> _The exercise_
Output each entry verbatim and exclude every picture from it.

> _Available records_
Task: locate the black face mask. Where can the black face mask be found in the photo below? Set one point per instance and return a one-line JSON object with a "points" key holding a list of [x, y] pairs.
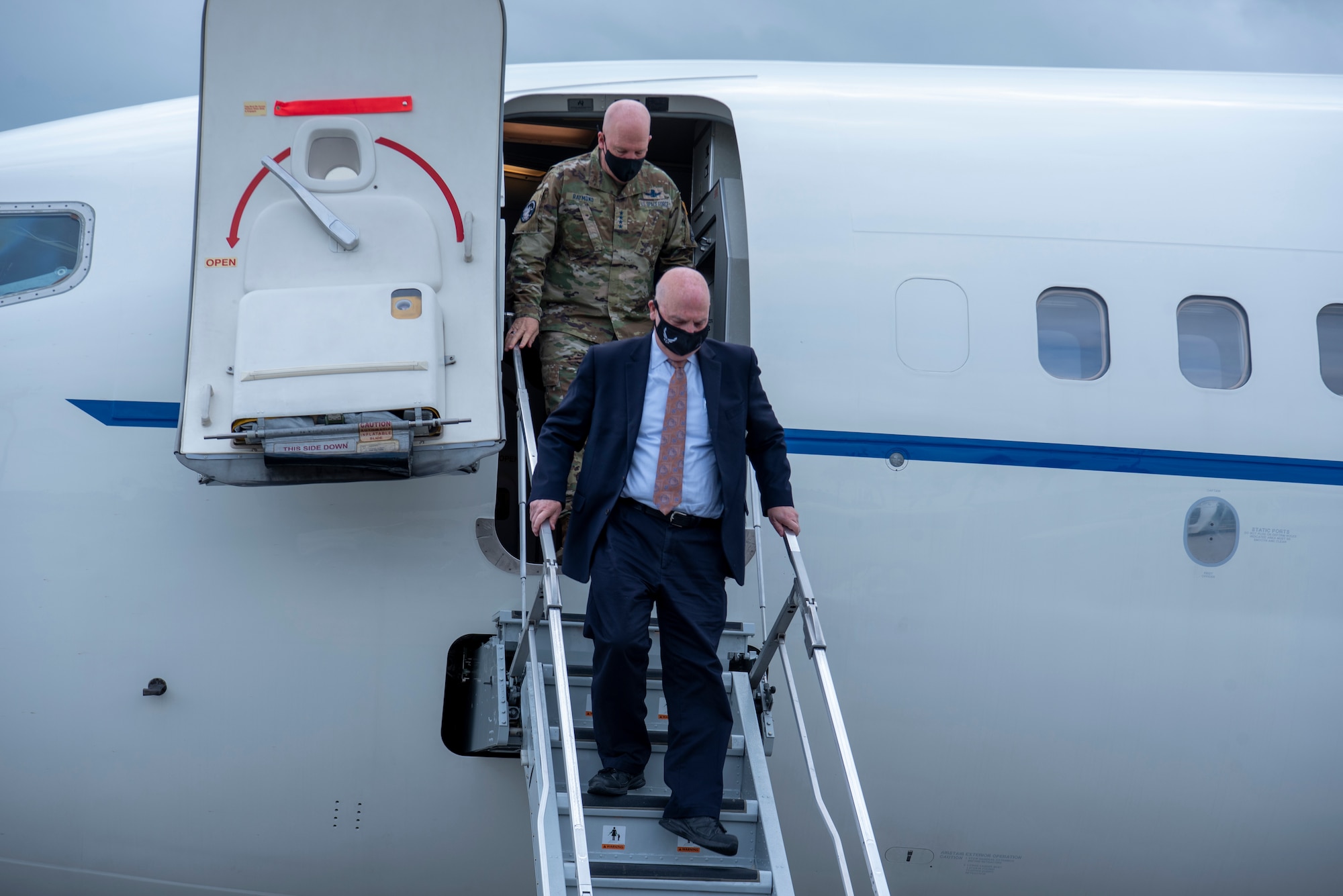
{"points": [[625, 169], [679, 341]]}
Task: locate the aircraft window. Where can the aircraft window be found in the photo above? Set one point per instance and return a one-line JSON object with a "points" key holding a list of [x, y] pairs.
{"points": [[1211, 532], [1074, 332], [44, 248], [933, 325], [1329, 328], [1215, 342]]}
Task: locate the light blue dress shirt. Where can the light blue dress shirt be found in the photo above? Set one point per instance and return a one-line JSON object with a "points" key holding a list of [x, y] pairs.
{"points": [[702, 494]]}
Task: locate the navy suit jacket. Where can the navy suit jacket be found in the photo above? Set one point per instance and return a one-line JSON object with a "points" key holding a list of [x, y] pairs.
{"points": [[601, 415]]}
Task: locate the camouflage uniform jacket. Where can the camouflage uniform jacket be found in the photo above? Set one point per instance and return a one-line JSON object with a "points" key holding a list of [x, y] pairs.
{"points": [[589, 248]]}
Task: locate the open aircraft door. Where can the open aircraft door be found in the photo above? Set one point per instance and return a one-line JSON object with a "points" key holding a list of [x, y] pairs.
{"points": [[347, 274]]}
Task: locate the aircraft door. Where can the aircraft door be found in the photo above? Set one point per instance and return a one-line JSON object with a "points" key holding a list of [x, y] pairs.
{"points": [[719, 226], [346, 282]]}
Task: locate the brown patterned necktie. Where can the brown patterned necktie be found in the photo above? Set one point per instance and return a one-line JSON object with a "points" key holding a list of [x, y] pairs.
{"points": [[667, 487]]}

> _Answer to this exercise_
Task: locate the black face mask. Where can the black face mask be found in the photo below? Set one point per instance and return a one-line JSON object with a "points" key holding a list of [x, y] pairs.
{"points": [[625, 169], [679, 341]]}
Task: locate the aircraft window. Where can the aircraft window be found in the photo above? Set one point per instance and return a one-line JSON object with a "points" key holding a list of [x, y] pairs.
{"points": [[1211, 532], [1074, 332], [44, 248], [933, 325], [1329, 328], [1215, 342]]}
Task: locate the light blue dress shirt. Where can the light blue dress shirt be found in the photo above? Set one point per instance and return a one-line JSON object with a "points" key holding a list of [x, y] pairs.
{"points": [[702, 494]]}
Task: locate the navy suit jacket. Where can the navy suit jacket be found in the photo above? Set one point per instance and return a one-line JSON object with a "points" key holding a list of [x, y] pairs.
{"points": [[601, 415]]}
Task: locate the camouflage uniform jacket. Where can the camouflage uniform jacket be found in the photo above? Set one point per instance and return a one-line JSON object with a "points" key holding a list of [x, y] pairs.
{"points": [[589, 248]]}
Task: locate the open aircraft door. Where can the open aircraft door be found in the photo above? Set one point per instance and return a one-line JSON object with a "points" key holding a list of [x, y] pairs.
{"points": [[347, 274]]}
Task: locate the aircraft door. Where can the aircraft door be found in the photo above? Set one point per instance and return a one-line JSON object with a "points" key holding a list of [x, y] pairs.
{"points": [[719, 226], [346, 282]]}
Task: locate the brown patterned necktie. Where can the brown patterned necktie be found in the photo above? Set one point per instance and return a one-line JSON object with a "points" key holding a list of [x, y] pairs.
{"points": [[667, 487]]}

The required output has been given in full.